### Set task
Would you write out the entries below, every one of them, exactly?

════════════════════

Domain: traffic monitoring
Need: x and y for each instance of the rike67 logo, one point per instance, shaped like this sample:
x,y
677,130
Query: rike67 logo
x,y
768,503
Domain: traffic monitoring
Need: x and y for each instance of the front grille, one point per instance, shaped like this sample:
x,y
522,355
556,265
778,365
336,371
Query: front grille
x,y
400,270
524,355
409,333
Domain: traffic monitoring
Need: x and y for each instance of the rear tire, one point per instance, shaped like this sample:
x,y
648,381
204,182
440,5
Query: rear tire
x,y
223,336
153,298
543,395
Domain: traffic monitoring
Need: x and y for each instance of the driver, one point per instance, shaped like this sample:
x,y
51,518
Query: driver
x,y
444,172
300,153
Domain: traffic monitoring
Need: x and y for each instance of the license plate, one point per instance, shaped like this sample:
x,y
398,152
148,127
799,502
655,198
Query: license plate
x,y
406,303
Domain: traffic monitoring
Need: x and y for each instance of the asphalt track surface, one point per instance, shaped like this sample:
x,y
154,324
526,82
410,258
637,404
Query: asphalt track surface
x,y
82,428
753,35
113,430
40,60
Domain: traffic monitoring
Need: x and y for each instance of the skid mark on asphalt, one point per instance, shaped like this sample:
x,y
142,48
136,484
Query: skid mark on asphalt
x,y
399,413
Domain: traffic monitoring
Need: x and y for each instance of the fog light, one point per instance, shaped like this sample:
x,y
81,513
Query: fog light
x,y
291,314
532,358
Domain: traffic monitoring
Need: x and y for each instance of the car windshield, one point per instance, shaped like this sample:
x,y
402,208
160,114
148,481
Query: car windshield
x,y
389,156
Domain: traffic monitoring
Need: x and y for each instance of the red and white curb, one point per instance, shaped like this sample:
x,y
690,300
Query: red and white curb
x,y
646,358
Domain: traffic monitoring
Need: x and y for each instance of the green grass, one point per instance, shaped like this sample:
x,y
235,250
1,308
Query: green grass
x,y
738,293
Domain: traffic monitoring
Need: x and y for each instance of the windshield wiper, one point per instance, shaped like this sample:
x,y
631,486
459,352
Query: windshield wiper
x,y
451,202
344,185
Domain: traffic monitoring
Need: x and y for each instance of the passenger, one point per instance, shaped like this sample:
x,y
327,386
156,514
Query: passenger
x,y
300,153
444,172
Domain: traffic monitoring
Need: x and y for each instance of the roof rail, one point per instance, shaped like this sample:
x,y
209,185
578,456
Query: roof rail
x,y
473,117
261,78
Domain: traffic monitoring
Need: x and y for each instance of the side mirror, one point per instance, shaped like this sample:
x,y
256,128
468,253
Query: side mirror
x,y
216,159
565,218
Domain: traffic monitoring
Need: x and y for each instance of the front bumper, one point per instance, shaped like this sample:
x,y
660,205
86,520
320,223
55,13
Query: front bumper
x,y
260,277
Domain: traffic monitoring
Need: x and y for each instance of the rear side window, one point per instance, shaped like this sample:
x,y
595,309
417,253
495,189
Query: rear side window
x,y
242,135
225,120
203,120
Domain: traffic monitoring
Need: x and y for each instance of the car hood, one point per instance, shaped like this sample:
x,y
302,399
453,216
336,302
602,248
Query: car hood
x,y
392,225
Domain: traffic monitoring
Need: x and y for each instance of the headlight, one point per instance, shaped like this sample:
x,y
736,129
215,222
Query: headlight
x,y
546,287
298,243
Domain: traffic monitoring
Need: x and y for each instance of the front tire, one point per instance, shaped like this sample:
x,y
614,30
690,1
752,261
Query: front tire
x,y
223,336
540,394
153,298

════════════════════

### Exercise solution
Domain: traffic monitoring
Need: x and y for each instance of the rike67 logo, one point per instance, shaped like this sample:
x,y
677,130
Query: rike67 logo
x,y
768,503
Domain: traffic monitoring
Need: x and y for each instance of the front grille, one point per instance, shaped like this sample:
x,y
522,355
556,265
778,365
336,371
Query: front grille
x,y
400,270
524,355
409,333
Domain: traffic monitoring
Need: x and y for each instance of the rear tire, one point per instance, shaped like this sample:
x,y
648,381
204,182
440,5
Query: rear tire
x,y
223,336
153,298
543,395
Domain: traffic monitoring
Need: x and y for each instance of the driver, one point per instance, shaped like this sample:
x,y
51,518
Query: driver
x,y
444,172
300,153
Domain: traffic monitoring
Need: x and y for each instance of the license plate, one point per instance, shaped like this sample:
x,y
398,152
148,127
799,502
655,198
Query: license plate
x,y
406,303
Domain: traffic monitoring
Need: x and y for each instance of the asphalt track surface, one point per instance, shaped like this sample:
x,y
154,324
526,82
410,258
637,404
Query: asphalt track surface
x,y
82,428
753,35
113,430
40,60
Domain: traffic monitoring
Need: x and y for each instance of the skid mark on asphalt, one point per instance, shaped like this sample:
x,y
142,48
136,484
Query: skid mark on asphalt
x,y
399,413
Domain: traffic monitoring
Need: x and y for each instance of the fog light, one point per instance, shaped like this sample:
x,y
81,513
Query: fog light
x,y
291,314
532,358
Domain: traffic monitoring
Need: x and y for each instance of the car windshield, one point per instance, shaped like this sample:
x,y
402,208
160,114
148,481
Query: car windshield
x,y
389,156
Domain: traffic monitoring
Need: x and y for each instance of the red and white curb, one point per instance, shaped like this sample:
x,y
690,300
Query: red and white curb
x,y
646,358
Domain: traffic monitoring
Need: x and y for each instance of the green grass, one point per instance, shaped like this sample:
x,y
235,250
1,308
Query: green grass
x,y
738,293
Domain: traffic monitoring
Need: x and y for each instance of the windshield wiper, one point per instance, shaped like this sample:
x,y
631,486
459,352
Query: windshield wiper
x,y
451,202
344,185
Domain: traffic monitoring
Need: x and y for each instance of the passenger, one point per instance, shaped like this sample:
x,y
327,386
156,514
Query: passenger
x,y
300,153
444,172
Domain: traffic monitoring
Need: x and y for each instance of the roof rail, one point per instance, shaped like this sample:
x,y
209,185
578,456
Query: roof rail
x,y
473,117
261,78
Domain: traffic monitoring
Need: x and y for each instance of the side mirror, one point per instance, shaped like this sample:
x,y
256,128
468,253
Query: side mirror
x,y
216,159
565,218
Domain: traffic monitoring
Need: x and y for each instance of the front bumper, one point per instance, shaped like this sample:
x,y
660,205
86,520
320,223
55,13
Query: front bumper
x,y
260,277
Domain: traffic monitoring
Need: x and y for each instance of the rear side window, one point per instance, shaped like this sample:
x,y
595,309
417,253
495,189
Query: rear side window
x,y
242,135
225,120
203,120
Domain: traffic monitoring
Need: x and y for each instance of the car hood, one point per instance, shaped like this sample:
x,y
302,399
453,216
336,302
602,248
Query: car hood
x,y
392,225
Domain: traffic monitoring
Need: x and y for each instance of the headlight, one point per instance, shaped like this sample:
x,y
736,129
215,222
Query: headlight
x,y
546,287
298,243
Domain: traffic monitoring
Need: x and y for each instance of the front tire, one point per instance, shaped like this sample:
x,y
614,30
690,1
752,261
Query: front tire
x,y
223,336
540,394
153,298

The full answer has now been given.